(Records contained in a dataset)
■ ■ ■ ■
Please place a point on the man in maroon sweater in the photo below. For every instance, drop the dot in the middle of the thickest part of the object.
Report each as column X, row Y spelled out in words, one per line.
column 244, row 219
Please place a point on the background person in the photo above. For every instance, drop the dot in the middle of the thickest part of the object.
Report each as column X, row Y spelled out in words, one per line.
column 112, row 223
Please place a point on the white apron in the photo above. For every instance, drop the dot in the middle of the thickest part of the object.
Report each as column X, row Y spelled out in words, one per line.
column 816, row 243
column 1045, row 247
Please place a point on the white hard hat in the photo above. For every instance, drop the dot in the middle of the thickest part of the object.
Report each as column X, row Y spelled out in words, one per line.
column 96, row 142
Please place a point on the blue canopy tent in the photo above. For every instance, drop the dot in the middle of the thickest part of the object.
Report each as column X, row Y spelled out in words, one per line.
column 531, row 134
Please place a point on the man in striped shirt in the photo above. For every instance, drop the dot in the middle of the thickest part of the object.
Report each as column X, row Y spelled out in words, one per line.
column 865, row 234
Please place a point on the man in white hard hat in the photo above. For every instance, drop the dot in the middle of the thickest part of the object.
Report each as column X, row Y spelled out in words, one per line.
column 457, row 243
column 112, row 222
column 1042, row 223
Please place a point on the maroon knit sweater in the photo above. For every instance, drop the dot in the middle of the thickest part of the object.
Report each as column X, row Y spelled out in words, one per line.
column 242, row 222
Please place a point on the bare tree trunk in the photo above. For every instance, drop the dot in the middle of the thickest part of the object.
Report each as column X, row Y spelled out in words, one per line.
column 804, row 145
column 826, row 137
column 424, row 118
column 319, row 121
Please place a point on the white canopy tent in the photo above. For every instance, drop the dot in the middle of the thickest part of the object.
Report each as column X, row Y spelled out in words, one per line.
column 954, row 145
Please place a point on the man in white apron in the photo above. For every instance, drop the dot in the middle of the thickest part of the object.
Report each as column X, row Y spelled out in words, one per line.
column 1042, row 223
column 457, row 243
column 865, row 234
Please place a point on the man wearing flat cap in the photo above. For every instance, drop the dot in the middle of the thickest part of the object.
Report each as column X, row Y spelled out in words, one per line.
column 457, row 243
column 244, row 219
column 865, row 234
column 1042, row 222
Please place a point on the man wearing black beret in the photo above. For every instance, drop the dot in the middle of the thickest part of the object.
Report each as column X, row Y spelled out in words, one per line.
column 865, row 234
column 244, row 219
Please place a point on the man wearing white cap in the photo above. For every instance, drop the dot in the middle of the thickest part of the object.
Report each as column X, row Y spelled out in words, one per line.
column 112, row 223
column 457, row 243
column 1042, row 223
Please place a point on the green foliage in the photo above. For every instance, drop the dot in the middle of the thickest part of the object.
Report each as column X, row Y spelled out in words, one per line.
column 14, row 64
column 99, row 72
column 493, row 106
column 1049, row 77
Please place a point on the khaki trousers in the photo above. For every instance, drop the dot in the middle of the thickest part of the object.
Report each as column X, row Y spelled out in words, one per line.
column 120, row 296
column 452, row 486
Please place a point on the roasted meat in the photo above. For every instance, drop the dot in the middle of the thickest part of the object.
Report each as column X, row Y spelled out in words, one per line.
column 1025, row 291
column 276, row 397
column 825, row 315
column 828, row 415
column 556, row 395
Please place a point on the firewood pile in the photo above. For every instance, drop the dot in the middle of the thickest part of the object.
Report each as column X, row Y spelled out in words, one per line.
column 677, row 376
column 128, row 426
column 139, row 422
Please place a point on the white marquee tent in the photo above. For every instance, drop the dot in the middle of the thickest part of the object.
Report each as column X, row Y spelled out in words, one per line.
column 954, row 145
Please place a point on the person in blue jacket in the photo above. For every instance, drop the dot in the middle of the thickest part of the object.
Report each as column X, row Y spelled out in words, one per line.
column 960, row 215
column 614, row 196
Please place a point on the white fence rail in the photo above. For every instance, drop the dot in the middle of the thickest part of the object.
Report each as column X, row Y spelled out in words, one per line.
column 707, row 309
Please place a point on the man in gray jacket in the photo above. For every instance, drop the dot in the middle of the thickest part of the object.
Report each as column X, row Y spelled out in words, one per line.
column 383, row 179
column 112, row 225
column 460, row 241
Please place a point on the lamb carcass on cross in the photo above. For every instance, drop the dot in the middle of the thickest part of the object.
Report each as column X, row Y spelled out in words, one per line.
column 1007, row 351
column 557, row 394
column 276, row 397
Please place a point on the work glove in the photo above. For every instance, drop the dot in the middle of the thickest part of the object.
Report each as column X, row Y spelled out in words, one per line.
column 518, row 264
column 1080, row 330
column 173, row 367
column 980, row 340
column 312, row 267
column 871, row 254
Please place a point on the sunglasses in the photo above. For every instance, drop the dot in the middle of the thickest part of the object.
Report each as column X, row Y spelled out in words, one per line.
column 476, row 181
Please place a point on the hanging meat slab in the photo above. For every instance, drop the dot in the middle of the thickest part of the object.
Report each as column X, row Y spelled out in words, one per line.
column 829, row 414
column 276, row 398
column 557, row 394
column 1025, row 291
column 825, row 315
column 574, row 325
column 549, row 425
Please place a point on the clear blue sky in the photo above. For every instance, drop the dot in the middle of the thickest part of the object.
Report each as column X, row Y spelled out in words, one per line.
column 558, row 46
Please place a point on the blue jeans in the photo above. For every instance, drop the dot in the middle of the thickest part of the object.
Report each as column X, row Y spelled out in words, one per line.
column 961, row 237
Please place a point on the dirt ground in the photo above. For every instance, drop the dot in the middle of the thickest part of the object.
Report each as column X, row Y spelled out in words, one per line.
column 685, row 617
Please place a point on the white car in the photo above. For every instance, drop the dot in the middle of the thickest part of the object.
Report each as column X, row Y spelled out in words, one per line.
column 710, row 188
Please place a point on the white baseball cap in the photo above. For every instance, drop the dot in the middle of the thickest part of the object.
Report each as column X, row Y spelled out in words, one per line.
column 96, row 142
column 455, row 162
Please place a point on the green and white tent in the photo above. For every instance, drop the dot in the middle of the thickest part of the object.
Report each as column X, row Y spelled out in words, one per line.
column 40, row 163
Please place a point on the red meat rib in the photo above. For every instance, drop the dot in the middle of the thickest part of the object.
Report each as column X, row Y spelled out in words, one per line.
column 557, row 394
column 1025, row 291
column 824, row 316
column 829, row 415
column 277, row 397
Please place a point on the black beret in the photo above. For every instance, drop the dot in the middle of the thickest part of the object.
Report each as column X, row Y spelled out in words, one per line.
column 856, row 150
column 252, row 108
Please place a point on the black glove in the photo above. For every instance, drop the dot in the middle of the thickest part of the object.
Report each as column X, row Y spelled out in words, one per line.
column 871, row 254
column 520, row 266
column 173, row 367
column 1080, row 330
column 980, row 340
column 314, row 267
■ ■ ■ ■
→ Work instruction
Of all the lines in the data above, show only those that hold the word "tent".

→ Answer box
Please place a point on the blue canopy tent in the photo above. For every instance, drop the dot in the middle of the thickest part of the object.
Please place a point on the white canopy tent in the photo above. For every instance, drop the dot in the middle of the thickest part of the object.
Please place a point on the white marquee tent in the photo above. For every instance, drop the dot in the middle of the thickest part of the object.
Please place a point on the green and white tent in the photo above. For every instance, drop the dot in the middle of the thickest part of the object.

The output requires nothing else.